#### WHAT YOU WILL DO
Substitute "marker" for "pin" everywhere in the records below, and reproduce every line otherwise unchanged.
>> begin
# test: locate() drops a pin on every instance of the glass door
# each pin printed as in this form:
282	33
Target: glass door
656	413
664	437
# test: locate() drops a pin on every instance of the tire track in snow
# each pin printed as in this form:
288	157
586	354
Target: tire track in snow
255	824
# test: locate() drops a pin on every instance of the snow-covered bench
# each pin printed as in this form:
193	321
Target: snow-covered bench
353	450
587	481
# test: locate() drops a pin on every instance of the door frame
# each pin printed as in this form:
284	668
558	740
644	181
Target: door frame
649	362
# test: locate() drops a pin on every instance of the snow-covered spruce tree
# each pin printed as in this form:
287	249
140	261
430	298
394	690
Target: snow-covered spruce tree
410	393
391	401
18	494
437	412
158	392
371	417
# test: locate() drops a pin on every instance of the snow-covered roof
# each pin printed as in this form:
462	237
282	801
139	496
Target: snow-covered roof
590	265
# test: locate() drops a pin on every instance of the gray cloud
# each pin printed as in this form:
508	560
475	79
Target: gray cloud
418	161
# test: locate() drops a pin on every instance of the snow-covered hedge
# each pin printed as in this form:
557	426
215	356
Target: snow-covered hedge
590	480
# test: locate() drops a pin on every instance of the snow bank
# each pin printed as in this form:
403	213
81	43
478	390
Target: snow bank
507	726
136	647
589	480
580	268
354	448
>> end
#### RESULT OF THIS TASK
# test: locate() drops a marker on every instance of the glass door
# each marker printed as in this form:
282	33
Target: glass door
656	413
664	437
# test: locate() drops a marker on every instance of the tire track in snow
# each marker printed as in this form:
288	157
586	354
Target: tire track in snow
255	824
# test: locate() drops a marker on every instance of the snow-covered bench
# each marker printed as in this form:
193	321
Target: snow-covered bench
353	450
587	481
# test: locate() drops a marker on every instance of the door frame
# each marker printed as in this form:
284	668
558	740
644	181
Target: door frame
649	362
# test: locate() drops a marker on every instance of the snow-covered spruce tree
# each marker printed as in this form:
287	249
140	261
430	298
394	690
Target: snow-covered spruce tree
410	393
391	401
18	494
437	412
158	392
371	417
# test: locate() drops a marker on every instance of the snow-covered roof
# each marker printed as in this form:
462	237
282	801
139	496
Target: snow-covered roof
590	265
# test: locate() drops a marker on every instance of the gray cloud
# each marker printed as in this form:
508	560
475	79
Target: gray cloud
418	161
# test: locate() drops a marker on every instance of the snow-covered hedge
# each marker printed as in this form:
557	426
215	356
Target: snow-covered hedge
590	480
# test: locate() drops a marker on every instance of the snow bank
# each marker printed as in this form:
403	213
81	43
478	390
Target: snow bank
507	726
136	647
589	480
580	268
354	448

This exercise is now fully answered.